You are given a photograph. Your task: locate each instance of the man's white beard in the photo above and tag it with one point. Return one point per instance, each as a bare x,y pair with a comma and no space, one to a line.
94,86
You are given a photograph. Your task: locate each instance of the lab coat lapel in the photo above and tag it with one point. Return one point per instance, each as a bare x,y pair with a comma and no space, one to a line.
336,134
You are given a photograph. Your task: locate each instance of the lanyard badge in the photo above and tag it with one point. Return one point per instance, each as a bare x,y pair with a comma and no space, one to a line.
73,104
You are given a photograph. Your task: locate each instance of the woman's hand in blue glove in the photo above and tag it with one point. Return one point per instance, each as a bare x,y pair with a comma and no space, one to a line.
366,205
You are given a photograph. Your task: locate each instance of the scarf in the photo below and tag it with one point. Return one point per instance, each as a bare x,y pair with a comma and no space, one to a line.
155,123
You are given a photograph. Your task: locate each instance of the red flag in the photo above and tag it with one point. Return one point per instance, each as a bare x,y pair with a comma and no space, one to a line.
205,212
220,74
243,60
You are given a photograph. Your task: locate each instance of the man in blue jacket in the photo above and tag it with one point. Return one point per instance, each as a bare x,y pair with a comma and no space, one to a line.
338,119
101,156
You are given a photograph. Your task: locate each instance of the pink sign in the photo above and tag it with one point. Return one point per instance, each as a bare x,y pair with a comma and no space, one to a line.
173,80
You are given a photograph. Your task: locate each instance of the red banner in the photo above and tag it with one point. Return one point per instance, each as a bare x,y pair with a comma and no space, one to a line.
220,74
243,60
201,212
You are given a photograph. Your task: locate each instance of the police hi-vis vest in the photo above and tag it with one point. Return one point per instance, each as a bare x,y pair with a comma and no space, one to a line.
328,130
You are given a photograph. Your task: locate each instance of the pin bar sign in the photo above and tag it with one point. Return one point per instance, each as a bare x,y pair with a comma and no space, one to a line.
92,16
──────────
Set out all of the records above as a numbered list, one line per item, with any blank lines dropped.

1. You are given a photograph. Your task: locate each instance of the man's white beard in the photo above and tag it with one point. Return one point per instance, each as a bare x,y pair with a comma and no space, one to a line.
2. 94,86
3. You are given a photograph. Your task: locate each instance of the lab coat lapel in the photo above and tag it with one point. Return one point per instance, each as a bare x,y pair with a comma and no space, one to a line.
4. 336,134
5. You are given a photograph. Your task: locate each instance of the lanyard badge in the photo above and tag it with one point. Return one point per instance, each as a bare x,y pair with a comma and no space, one to a line.
6. 73,104
7. You are given a photograph. Your task: locate each instance of the woman's hand in blue glove in the photo above and tag it with one point. Return one point per instance, each as a bare x,y pair with a comma and no space, one to a line.
8. 366,205
9. You are given a photograph. Your task: locate each instance of the scarf in the photo below and tag it with one point. Return one point per instance, each as a bare x,y pair with a comma and no space, one to a line.
10. 155,123
11. You are given a photograph. Your task: locate each instance of the red flag in the photo above and tag it with one point. Return one point per instance, each as a bare x,y pair with a comma and no space, one to a line.
12. 205,212
13. 220,74
14. 243,60
15. You are given a photograph. Your task: locate each instance of the man in blue jacket in the photo above and tag it with one point. Return one point per instance, each as a bare x,y pair with a comma and no space, one to a line.
16. 338,119
17. 101,156
18. You are given a photograph. Your task: locate each instance of the pink sign in the photo above and tag it with one point. Return one point per instance, each as a bare x,y pair with a comma and no space, one to a line.
19. 173,80
20. You are given a photograph. Your task: locate each instance of the red banner in the photo above and tag it with one point. Return one point per instance, each as a bare x,y pair with a comma and no space, one to a line.
21. 220,74
22. 243,60
23. 201,212
24. You are given a photograph. Your task: locate each instance of the police hi-vis vest in the photo above and tag it with one point. Return one point per instance, each as a bare x,y pair with a comma and no space, one to a line.
25. 328,130
26. You are given a photograph. Your task: locate each instance of the pin bar sign in the photo above and tag it with one point. Return one point per instance, each as a bare x,y pair with a comma and no space, one to a line.
27. 92,16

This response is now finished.